**Records for the exercise**.
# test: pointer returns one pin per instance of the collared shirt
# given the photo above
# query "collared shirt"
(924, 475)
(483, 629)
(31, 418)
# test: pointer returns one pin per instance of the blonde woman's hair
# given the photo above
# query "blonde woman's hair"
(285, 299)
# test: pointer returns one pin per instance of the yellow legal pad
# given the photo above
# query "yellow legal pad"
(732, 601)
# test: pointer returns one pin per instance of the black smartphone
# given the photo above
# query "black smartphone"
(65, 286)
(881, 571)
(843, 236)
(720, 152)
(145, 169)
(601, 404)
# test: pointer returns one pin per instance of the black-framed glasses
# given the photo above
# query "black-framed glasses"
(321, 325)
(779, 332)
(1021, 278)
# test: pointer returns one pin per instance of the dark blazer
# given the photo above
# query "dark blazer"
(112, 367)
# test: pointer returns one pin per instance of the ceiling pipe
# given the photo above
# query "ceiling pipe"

**Exercise aim**.
All of the data, from the first line to the last, should be written out exactly.

**Output of the exercise**.
# test: pointer returns one pin per instance of the collared shirt
# given the photo above
# query "collared shirt"
(924, 475)
(483, 629)
(31, 418)
# test: pointer returns one pin per instance of the blonde woman's hair
# given the photo above
# query "blonde woman's hair"
(285, 299)
# test: pointer returns one pin per instance of the yellow legal pad
# given the photo above
# query "yellow legal pad"
(732, 601)
# test: pointer returns one pin per instance of the black smartphone
# given the photo above
# query "black smartphone"
(65, 286)
(881, 571)
(843, 236)
(720, 152)
(145, 169)
(601, 404)
# test: pointer returns one pin per instance of the black-framed glasses
# given the photo above
# query "black-framed glasses"
(321, 325)
(779, 332)
(1021, 278)
# test: pointer returns one pin per instance of the dark blazer
# given the photo above
# query "dark blazer"
(112, 367)
# test: pointer returns one pin per instance of the ceiling pipe
# given the photo above
# query "ceiling pipe"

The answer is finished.